**Short exercise**: Rewrite every line of the entries below as a single numbered list, omitting the blank lines.
>> START Dataset extract
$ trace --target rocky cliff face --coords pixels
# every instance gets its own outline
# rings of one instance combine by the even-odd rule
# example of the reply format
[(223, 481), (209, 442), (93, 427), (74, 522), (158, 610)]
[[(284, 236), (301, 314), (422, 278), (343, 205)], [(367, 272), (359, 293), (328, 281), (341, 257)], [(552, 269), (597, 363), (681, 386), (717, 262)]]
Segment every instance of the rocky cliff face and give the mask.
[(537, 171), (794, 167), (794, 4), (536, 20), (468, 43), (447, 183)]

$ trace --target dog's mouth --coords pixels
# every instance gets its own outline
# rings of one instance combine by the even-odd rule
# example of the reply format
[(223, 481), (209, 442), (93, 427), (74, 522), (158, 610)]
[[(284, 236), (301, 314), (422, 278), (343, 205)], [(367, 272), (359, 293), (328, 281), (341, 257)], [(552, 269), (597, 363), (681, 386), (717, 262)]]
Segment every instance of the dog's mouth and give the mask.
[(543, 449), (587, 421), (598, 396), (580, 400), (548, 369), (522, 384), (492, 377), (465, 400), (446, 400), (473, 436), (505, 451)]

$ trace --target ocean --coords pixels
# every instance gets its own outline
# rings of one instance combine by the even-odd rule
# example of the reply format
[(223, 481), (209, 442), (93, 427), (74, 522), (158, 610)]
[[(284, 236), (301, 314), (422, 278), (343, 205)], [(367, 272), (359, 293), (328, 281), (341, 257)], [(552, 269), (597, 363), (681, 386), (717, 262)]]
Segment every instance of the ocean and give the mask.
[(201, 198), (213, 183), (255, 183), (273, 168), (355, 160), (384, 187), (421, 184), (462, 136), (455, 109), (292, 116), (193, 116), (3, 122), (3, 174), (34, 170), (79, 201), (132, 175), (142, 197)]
>> END Dataset extract
**Solution for this task**:
1. $ trace --target rocky cliff face --coords pixels
2. # every instance gets its own outline
3. # rings of one instance combine by the even-odd rule
4. # example of the reply format
5. [(223, 481), (209, 442), (93, 427), (74, 522), (158, 610)]
6. [[(284, 236), (301, 314), (422, 278), (343, 205)], [(367, 272), (359, 293), (328, 281), (341, 257)], [(552, 269), (597, 363), (681, 386), (717, 262)]]
7. Segment every instance of the rocky cliff face and give the mask.
8. [(537, 171), (794, 167), (794, 4), (536, 20), (468, 43), (447, 183)]
9. $ trace --target dog's mouth --coords pixels
10. # every instance gets its own outline
11. # rings of one instance combine by the even-odd rule
12. # example of the reply format
13. [(223, 481), (209, 442), (93, 427), (74, 522), (158, 610)]
14. [[(284, 236), (301, 314), (422, 278), (343, 205)], [(367, 272), (359, 293), (328, 281), (341, 257)], [(552, 269), (597, 363), (681, 386), (717, 262)]]
15. Segment every instance of the dog's mouth and give the mask.
16. [(543, 449), (587, 421), (598, 396), (580, 400), (548, 369), (522, 384), (492, 377), (465, 400), (446, 400), (473, 436), (505, 451)]
17. $ trace --target ocean --coords pixels
18. # every instance gets its own outline
19. # rings of one instance combine by the even-odd rule
20. # example of the reply format
21. [(223, 481), (209, 442), (93, 427), (74, 522), (158, 610)]
22. [[(284, 236), (301, 314), (422, 278), (343, 205)], [(367, 272), (359, 293), (328, 281), (341, 257)], [(552, 269), (597, 363), (681, 386), (717, 262)]]
23. Segment every instance of the ocean and give the mask.
24. [(201, 198), (213, 183), (255, 183), (273, 168), (355, 160), (384, 187), (421, 184), (462, 136), (455, 109), (292, 116), (193, 116), (3, 122), (3, 174), (34, 170), (79, 201), (132, 175), (142, 197)]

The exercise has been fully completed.